EXERCISE DETAILS
Nothing but the lines below from the one holding "Target: distant hill" up to and including the one holding "Put a marker on every instance of the photo of" should be copied, exactly and without pictures.

*** STORED DATA ***

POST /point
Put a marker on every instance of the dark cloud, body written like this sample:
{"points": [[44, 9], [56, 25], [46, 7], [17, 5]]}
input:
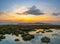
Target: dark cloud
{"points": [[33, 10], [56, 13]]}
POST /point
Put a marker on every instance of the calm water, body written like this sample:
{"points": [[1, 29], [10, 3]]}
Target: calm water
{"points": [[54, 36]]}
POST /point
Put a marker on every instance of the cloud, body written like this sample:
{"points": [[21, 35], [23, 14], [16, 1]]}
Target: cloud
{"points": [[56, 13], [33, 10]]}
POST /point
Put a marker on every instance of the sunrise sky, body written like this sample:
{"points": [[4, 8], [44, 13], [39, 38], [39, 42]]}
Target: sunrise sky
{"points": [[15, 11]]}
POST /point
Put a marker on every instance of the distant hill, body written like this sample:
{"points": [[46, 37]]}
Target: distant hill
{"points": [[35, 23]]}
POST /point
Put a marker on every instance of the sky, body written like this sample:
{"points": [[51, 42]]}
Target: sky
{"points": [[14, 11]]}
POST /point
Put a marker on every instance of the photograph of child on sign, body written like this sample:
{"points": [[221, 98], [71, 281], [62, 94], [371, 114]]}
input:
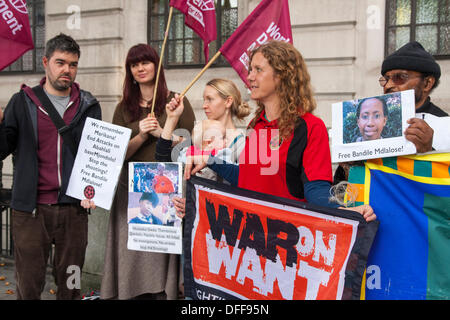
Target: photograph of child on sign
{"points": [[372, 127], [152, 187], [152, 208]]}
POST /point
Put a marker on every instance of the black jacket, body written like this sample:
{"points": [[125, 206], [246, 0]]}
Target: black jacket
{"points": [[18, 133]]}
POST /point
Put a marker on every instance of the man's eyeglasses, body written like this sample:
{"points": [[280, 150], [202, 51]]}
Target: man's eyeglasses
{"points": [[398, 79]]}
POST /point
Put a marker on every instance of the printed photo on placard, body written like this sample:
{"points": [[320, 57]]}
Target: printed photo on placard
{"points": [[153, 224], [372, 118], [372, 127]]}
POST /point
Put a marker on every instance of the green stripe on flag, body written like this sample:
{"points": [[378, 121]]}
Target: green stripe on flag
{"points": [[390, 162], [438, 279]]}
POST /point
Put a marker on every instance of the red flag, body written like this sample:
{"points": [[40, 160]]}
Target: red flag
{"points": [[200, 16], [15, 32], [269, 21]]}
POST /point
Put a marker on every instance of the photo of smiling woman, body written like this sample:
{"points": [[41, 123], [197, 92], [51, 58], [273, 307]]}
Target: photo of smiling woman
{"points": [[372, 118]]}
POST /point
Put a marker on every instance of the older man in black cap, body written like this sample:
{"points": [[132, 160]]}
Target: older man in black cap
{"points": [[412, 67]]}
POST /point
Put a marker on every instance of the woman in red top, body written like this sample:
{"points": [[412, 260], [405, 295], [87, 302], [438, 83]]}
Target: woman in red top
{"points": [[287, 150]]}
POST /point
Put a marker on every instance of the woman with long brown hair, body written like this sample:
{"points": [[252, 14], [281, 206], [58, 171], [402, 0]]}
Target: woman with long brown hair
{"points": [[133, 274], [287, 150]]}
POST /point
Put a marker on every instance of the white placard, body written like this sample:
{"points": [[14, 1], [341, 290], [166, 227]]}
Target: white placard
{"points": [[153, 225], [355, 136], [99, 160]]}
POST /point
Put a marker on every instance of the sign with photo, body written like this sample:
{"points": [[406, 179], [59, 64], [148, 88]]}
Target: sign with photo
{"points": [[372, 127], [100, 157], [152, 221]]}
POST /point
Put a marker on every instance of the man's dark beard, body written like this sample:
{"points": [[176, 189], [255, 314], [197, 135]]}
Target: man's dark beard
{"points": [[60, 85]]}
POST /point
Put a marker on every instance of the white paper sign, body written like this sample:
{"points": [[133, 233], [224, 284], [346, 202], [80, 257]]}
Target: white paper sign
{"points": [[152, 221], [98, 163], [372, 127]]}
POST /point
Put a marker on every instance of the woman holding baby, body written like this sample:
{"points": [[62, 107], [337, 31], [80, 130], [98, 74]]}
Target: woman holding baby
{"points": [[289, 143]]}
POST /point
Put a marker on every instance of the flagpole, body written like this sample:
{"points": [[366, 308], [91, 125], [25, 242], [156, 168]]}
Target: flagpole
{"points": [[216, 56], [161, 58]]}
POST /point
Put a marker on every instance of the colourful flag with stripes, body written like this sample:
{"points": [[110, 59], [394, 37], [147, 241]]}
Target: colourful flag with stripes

*** End of STORED DATA ***

ANSWER SECTION
Target: distant hill
{"points": [[35, 23]]}
POST /point
Put a marker on every instance of the sky, body written like this sample:
{"points": [[51, 42]]}
Target: sky
{"points": [[14, 11]]}
POST /point
Put a marker on every instance of the photograph of child on sign, body written like this sample:
{"points": [[221, 98], [71, 281], [62, 94], [371, 114]]}
input:
Target: photograph of child on sign
{"points": [[372, 127], [152, 187], [152, 208]]}
POST /point
Put a marker on every instance of the black jacket, body written like this sample:
{"points": [[125, 206], [246, 0]]}
Target: black jacket
{"points": [[18, 133]]}
POST /point
Put a marker on every instance of the man's eyeglasses, body written like this sample:
{"points": [[280, 150], [202, 51]]}
Target: man's eyeglasses
{"points": [[398, 79]]}
POST /point
Put a marker on every instance of the printed photo on placard, body written like this sample:
{"points": [[320, 57]]}
Target: printed photo on placard
{"points": [[153, 224], [372, 118], [372, 127]]}
POST /point
Put a marker on every instance of the green stripe on flag, body written like this sample:
{"points": [[378, 121]]}
Target: green stripe on flag
{"points": [[390, 162], [438, 279]]}
POST /point
Put a marker on every instance of the red flag, body written like this sample:
{"points": [[40, 160]]}
Target: red flag
{"points": [[200, 16], [15, 32], [269, 21]]}
POST /point
Put a marker on every instance of the photo of smiling woman, body written like this sample:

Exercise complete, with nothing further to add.